LISTED RECORDS
++++
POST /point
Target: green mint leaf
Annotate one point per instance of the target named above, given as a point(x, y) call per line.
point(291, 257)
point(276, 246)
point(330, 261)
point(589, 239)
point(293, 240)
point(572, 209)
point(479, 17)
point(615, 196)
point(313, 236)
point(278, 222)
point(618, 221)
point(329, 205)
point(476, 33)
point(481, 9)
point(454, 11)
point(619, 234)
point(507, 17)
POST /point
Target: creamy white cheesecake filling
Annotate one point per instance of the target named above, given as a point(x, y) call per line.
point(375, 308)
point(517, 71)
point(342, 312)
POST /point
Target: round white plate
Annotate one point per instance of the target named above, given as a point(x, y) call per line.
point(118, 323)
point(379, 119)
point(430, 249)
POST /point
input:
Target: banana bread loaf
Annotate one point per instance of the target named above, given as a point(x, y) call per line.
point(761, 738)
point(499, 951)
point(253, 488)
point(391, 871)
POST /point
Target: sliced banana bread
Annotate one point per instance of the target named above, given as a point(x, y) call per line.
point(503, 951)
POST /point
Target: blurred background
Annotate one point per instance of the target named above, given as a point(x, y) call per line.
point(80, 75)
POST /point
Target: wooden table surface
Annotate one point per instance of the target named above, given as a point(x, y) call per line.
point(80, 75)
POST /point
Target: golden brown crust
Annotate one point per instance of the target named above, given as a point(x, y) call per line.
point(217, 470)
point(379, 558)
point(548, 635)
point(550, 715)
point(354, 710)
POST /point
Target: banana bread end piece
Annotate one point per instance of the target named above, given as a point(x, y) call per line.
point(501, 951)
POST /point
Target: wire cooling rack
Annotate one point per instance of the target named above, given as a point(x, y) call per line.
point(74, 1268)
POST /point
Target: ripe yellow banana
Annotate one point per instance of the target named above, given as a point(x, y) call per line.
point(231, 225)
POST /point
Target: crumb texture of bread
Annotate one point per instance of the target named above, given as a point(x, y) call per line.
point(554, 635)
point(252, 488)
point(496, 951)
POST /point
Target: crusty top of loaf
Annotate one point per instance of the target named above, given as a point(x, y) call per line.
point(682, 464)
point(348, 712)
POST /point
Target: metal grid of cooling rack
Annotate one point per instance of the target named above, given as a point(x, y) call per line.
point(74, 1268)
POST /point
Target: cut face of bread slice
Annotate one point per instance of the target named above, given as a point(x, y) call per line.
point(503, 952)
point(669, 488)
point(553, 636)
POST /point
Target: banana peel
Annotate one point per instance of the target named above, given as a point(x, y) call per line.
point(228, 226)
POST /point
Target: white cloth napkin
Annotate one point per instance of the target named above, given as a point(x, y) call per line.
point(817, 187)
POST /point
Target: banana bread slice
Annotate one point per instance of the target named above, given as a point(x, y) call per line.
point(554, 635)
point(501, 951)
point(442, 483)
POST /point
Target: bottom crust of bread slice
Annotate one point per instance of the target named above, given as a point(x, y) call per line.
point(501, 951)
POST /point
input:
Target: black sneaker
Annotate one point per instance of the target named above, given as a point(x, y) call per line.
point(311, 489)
++++
WHAT THE TASK ASKS
Update the part of the records that runs from the start through the line containing "point(507, 17)", replacing "green mint leaf" with "fresh mint leaf" and leaving everything else unchanged. Reproduce only that part.

RESULT FOR THIS TASK
POST /point
Target: fresh mint leaf
Annotate one point per instance of the target named above, given as a point(x, y) call per line.
point(291, 257)
point(276, 246)
point(330, 261)
point(589, 239)
point(293, 240)
point(572, 209)
point(479, 17)
point(615, 196)
point(313, 236)
point(278, 222)
point(618, 221)
point(329, 205)
point(476, 33)
point(481, 9)
point(454, 11)
point(619, 234)
point(507, 17)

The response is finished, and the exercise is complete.